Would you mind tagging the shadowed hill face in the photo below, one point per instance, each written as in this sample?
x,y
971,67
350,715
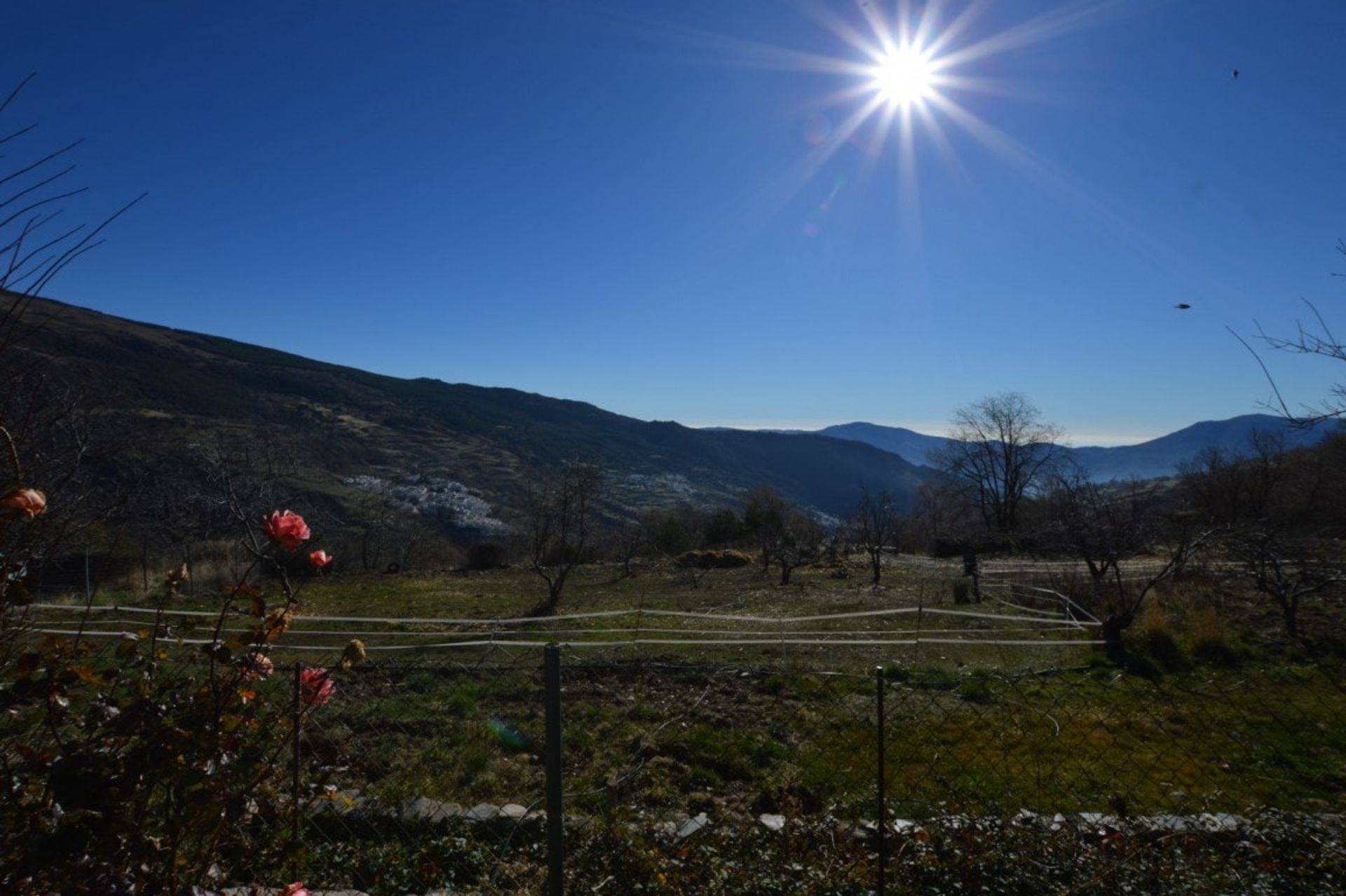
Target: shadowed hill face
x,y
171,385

****************

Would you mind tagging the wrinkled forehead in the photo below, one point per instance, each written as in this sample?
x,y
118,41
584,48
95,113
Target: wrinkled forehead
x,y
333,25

****************

→ **TASK DETAILS**: Copy down every line of the entries containing the word "this".

→ **WRITTEN RESPONSE**:
Would you mind tagging the shadowed hill face in the photo below, one point per instance, each written as in this sample?
Would you mind tagging the wrinkled forehead in the photo below, one point per instance, each written as in this sample?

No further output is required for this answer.